* _Task prompt_:
Copy everything in the listing below word for word, apart from any images.

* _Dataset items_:
════════════════════
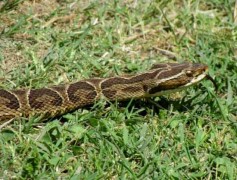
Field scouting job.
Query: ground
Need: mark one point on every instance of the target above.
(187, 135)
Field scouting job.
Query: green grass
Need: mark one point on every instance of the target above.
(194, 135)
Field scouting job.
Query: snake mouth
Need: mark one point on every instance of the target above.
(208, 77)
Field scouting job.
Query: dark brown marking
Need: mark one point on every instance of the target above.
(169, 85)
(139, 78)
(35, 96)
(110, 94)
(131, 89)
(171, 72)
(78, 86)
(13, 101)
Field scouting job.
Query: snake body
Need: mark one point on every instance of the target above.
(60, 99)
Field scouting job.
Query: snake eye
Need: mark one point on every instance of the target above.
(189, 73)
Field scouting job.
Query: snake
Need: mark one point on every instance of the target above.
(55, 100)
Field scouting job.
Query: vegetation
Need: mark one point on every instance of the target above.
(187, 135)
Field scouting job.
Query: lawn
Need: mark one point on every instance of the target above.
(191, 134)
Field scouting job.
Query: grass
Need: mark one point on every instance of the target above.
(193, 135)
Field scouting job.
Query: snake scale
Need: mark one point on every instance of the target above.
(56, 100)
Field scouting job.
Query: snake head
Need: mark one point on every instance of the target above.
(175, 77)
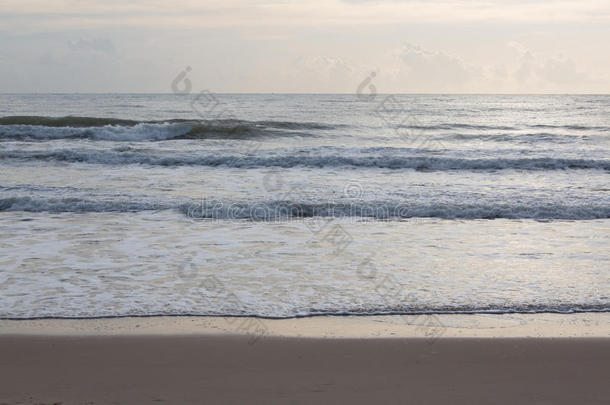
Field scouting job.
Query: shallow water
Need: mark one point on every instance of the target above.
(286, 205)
════════════════════
* _Task result_:
Field scouting job.
Query: ground
Need: mark one point on every instance of the target above.
(187, 135)
Field scouting job.
Query: green grass
Need: mark one point on every instance of the target above.
(194, 135)
Field scouting job.
Query: snake mouth
Need: mark one point on every instance of the target above.
(208, 77)
Field scouting job.
Query: dark brown marking
Need: mark one point on every instance of the target above.
(169, 85)
(139, 78)
(35, 96)
(110, 94)
(131, 89)
(171, 72)
(78, 86)
(13, 101)
Field scouting job.
Query: snake body
Need: mark one point on every instance of the target above.
(60, 99)
Field scouting job.
Query: snake eye
Need: mark one point on every instance of the target above.
(189, 73)
Field scouting job.
Query: snake
Need: mark one point on every instance of the target above.
(55, 100)
Field scouting job.
Query: vegetation
Need: mark one point on every instance of the target above.
(187, 135)
Field scouting job.
Query: lawn
Need: mark one point on every instance of the target above.
(191, 134)
Field scouting job.
Query: grass
Need: mark one point on every instance of the target above.
(193, 135)
Field scouting job.
Query: snake scale
Need: mark one point on every instance of the target above.
(56, 100)
Field scouting job.
Query: snake head
Need: mark one point on every instance of the target above.
(175, 77)
Field scouting job.
Query: shallow water
Need: mark one point on every instance of the target above.
(286, 205)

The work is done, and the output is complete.